# Tu tarea:
Convierte en lista el párrafo del texto sobre el cine de Ben Russell que empieza con «Su película llega a ser» y conserva sus datos principales.

# Texto proporcionado:
Ben Russell es un
documentalista apasionado por la naturaleza. Sus películas parecen
introducirnos a un viaje de aventuras. El hecho es que esa pasión del
estadounidense llega a propósito de su interés por sujetos que nos entierran a
una rutina propia del lugar, en cierta manera prácticas misteriosas, vírgenes o
insólitas. Eso hace del cine de Russell deje de ser un tour y sea más bien una
puesta etnográfica. En Good Luck
(2017), el director, una vez más, retorna a Surinam a registrar a los
buscadores de oro, adicionando a dicho historial un vínculo con el diario de un
grupo de mineros en Serbia.
Su película llega a
ser una suerte de extensión temática planteada en Deja que cada uno vaya donde deba (2009), en referencia a una práctica
laboral que es herencia directa del esclavismo. Los buscadores de piedras
preciosas, de aquí o allá, se ven sometidos a condiciones infrahumanas, muchos
de ambiciones limitadas. A las rutinas físicas, se intercalan breves
declaraciones. Las expectativas de los recolectores están fijas, siempre
viéndose en el mismo espacio. Good Luck
es un retrato sobre la resignación asimilada en donde personajes parecen
reprimir una expresión melancólica. Como el líder de la banda en la
introducción, por fuera es jolgorio, por dentro es otra historia.

# Datos proporcionados:

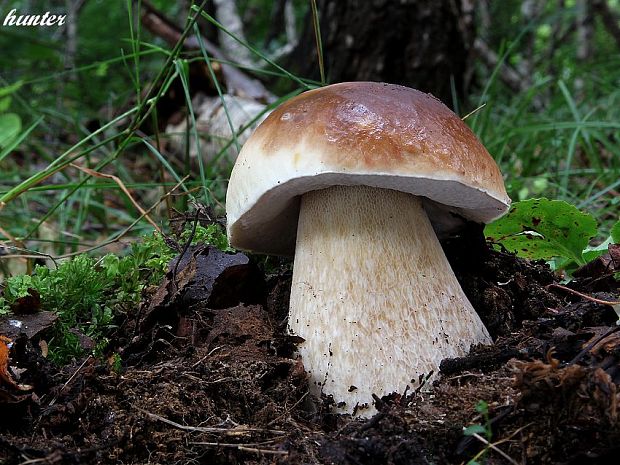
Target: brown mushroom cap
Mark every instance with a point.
(357, 133)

# Respuesta escrita:
- Good Luck es una especie de extensión temática de Deja que cada uno vaya donde deba (2009). Ambas tratan una práctica laboral heredada directamente del esclavismo.
- Los buscadores de piedras preciosas, de aquí o de allá, viven en condiciones infrahumanas, y muchos tienen ambiciones limitadas.
- Entre las rutinas físicas se intercalan breves declaraciones.
- Las expectativas de los recolectores están fijas, y siempre se ven en el mismo espacio.
- La película retrata una resignación asimilada, con personajes que parecen reprimir una expresión melancólica.
- Les pasa lo mismo que al líder de la banda en la introducción: por fuera es jolgorio, por dentro es otra historia.